=== What the task asks ===
Put the lines below into a JSON list of strings with one string per line, and leave out any blank lines.

=== Provided data ===
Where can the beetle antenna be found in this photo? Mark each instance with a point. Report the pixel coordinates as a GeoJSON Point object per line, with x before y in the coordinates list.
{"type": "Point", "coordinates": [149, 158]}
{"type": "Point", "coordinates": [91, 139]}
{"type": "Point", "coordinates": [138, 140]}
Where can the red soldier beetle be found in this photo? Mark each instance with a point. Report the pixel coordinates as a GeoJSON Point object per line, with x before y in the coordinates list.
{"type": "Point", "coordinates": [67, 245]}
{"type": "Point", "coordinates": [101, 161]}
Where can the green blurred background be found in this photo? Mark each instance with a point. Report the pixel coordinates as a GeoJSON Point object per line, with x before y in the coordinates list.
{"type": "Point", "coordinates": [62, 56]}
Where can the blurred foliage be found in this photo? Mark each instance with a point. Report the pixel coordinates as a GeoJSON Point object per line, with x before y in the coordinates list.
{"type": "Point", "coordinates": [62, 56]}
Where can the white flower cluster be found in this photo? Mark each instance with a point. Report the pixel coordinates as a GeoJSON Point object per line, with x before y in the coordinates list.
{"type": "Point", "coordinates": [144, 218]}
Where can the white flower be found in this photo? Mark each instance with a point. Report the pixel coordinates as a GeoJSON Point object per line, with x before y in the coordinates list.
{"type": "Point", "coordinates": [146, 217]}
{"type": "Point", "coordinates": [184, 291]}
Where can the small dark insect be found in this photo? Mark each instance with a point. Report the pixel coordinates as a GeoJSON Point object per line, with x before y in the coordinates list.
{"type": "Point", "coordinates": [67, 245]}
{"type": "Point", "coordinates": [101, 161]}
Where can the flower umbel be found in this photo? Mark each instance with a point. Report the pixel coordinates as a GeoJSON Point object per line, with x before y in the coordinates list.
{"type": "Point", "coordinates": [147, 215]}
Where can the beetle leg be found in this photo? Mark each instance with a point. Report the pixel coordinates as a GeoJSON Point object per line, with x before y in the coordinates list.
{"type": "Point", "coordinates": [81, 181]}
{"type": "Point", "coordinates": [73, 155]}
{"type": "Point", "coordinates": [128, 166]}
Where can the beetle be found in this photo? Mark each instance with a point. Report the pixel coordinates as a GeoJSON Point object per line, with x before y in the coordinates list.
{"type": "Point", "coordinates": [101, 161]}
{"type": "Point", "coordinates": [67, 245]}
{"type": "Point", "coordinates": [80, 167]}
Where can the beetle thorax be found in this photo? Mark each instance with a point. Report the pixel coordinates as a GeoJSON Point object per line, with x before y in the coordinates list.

=== Task response ===
[
  "Where can the beetle antenna be found in this photo? Mark each instance with a point. Report the pixel coordinates as a GeoJSON Point object per line, with x before y in the coordinates list.",
  "{\"type\": \"Point\", \"coordinates\": [149, 158]}",
  "{\"type\": \"Point\", \"coordinates\": [91, 139]}",
  "{\"type\": \"Point\", \"coordinates\": [138, 140]}",
  "Where can the red soldier beetle be found in this photo? Mark each instance with a point. Report the pixel coordinates as a GeoJSON Point object per line, with x before y in the coordinates list.",
  "{\"type\": \"Point\", \"coordinates\": [67, 245]}",
  "{\"type\": \"Point\", \"coordinates\": [101, 161]}",
  "Where can the green blurred background be found in this photo? Mark each instance with a point. Report the pixel coordinates as a GeoJSON Point object per line, with x before y in the coordinates list.",
  "{\"type\": \"Point\", \"coordinates\": [62, 56]}",
  "Where can the blurred foliage be found in this photo? Mark each instance with a point. Report the pixel coordinates as a GeoJSON Point object per line, with x before y in the coordinates list.",
  "{\"type\": \"Point\", \"coordinates\": [62, 56]}",
  "Where can the white flower cluster be found in this photo? Mark each instance with a point. Report the pixel coordinates as a GeoJSON Point object per line, with x before y in the coordinates list.",
  "{\"type\": \"Point\", \"coordinates\": [144, 218]}",
  "Where can the white flower be found in this photo? Mark each instance with a point. Report the pixel coordinates as a GeoJSON Point object per line, with x before y in the coordinates list.",
  "{\"type\": \"Point\", \"coordinates\": [146, 217]}",
  "{\"type\": \"Point\", \"coordinates\": [184, 291]}",
  "Where can the small dark insect be found in this photo? Mark each instance with a point. Report the pixel coordinates as a GeoJSON Point object per line, with x before y in the coordinates list.",
  "{\"type\": \"Point\", \"coordinates\": [67, 245]}",
  "{\"type\": \"Point\", \"coordinates\": [101, 161]}",
  "Where can the flower umbel be found in this photo? Mark each instance with a point. Report the pixel coordinates as a GeoJSON Point object per line, with x before y in the coordinates list.",
  "{\"type\": \"Point\", \"coordinates\": [147, 215]}",
  "Where can the beetle leg be found in this photo? Mark each instance with a point. Report the pixel coordinates as a GeoJSON Point object per line, with x before y in the coordinates list.",
  "{\"type\": \"Point\", \"coordinates\": [81, 181]}",
  "{\"type\": \"Point\", \"coordinates\": [73, 155]}",
  "{\"type\": \"Point\", \"coordinates\": [128, 166]}",
  "Where can the beetle be found in this photo? Mark each instance with a point. Report the pixel coordinates as a GeoJSON Point object per line, with x before y in the coordinates list.",
  "{\"type\": \"Point\", \"coordinates\": [101, 161]}",
  "{\"type\": \"Point\", \"coordinates\": [67, 245]}",
  "{\"type\": \"Point\", \"coordinates\": [80, 167]}",
  "Where can the beetle thorax be found in this photo? Mark each instance with a point. Report the pixel coordinates as a GeoJSON Point object per line, with x before y in the coordinates list."
]